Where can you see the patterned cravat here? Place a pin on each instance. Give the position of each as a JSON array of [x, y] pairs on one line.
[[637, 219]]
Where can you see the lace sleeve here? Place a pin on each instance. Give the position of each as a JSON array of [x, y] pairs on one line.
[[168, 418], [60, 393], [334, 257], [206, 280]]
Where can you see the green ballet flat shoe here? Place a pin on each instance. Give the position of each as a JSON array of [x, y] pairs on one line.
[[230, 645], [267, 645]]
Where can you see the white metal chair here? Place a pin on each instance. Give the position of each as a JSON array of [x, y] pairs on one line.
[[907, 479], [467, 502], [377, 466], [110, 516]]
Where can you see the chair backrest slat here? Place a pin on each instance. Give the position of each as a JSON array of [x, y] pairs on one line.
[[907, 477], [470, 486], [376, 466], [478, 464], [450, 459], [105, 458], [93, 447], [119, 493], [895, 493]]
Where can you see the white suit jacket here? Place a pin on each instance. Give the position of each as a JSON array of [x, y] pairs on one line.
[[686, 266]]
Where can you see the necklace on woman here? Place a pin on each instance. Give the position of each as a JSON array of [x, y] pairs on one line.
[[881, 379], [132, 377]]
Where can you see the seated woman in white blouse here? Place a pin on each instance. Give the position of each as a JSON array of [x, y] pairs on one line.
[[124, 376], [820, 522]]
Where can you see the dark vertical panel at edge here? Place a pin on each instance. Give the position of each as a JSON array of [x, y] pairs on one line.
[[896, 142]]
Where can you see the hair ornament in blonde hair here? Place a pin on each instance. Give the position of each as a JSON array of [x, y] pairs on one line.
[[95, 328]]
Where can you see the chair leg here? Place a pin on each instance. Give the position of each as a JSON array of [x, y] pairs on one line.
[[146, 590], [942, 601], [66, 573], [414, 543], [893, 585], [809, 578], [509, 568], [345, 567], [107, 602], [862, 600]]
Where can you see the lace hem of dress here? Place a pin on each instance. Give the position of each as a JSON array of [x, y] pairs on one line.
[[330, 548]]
—————
§ **Work to complete**:
Rewrite all of the items above as a two-column CSV with the header columns "prompt" and "points" and one row per item. Put each item's text and its answer in their own double-quoted fields, with any line breaks replaced by spaces.

§ **Exercise output**:
prompt,points
"Where can you see the patterned cravat here? Place a pin on each instance. Give the position of each as a JSON array of [x, y] pairs on one line.","[[637, 219]]"
"Where can you see the lace sleeve here? Place a pin on each instance. Give the position of each as a JSON array of [x, y] pairs on one line.","[[168, 418], [60, 393], [334, 257], [206, 280]]"
"Where can you see the green ballet flat shoe here? Place a pin on each instance. Give the position of each as a JSON array of [x, y] pairs on one line.","[[230, 645], [267, 645]]"
"Where can you see the white metal chair here? Place a pin on each instance. Give the position of each as a JSON array of [x, y] pairs on one line.","[[907, 479], [467, 502], [377, 466], [110, 516]]"
"Where can you see the chair backrest slat here? Place a pin on each instance. Give the position of each as a JSON array of [x, y] pairs on one line.","[[907, 477], [470, 486], [376, 466], [478, 464], [450, 459], [105, 458], [93, 447], [119, 493], [895, 493]]"
"Where can you see the white suit jacket here? Place a pin on each instance. Give the position of each as a JSON array of [x, y] pairs on one line.","[[686, 266]]"
"Where can you see the necklace on woman here? Place a pin on each instance. Give the position of each as a JSON array of [x, y] pairs on one line.","[[881, 379], [132, 377]]"
"Where can you see the seated woman in white blouse here? Place a pin on each instance. Give the position of each as a JSON array of [x, y] pairs on one line.","[[124, 376], [820, 522]]"
"Where can you see the dark vertical panel at edge here? Place a pin on each instance. Give the position of each as a JSON array of [x, y] pairs on one line.","[[896, 142]]"
"Where can you see the hair ornament in blonde hair here? Place a pin on each instance. Give the position of each as a JSON array of [x, y] pairs on one line.","[[95, 328]]"
"Where can you see the chair leg here? Place a pin on each instance. Give the position of each as a JSON array of [x, y] pairs on one line.","[[146, 590], [942, 601], [66, 573], [414, 543], [893, 585], [809, 578], [509, 568], [345, 567], [107, 602], [862, 600]]"
"Where can you see the lace hem of dress here? Place a pin on each instance. Give the position of each as a JSON array of [x, y] pairs on one line.","[[330, 548]]"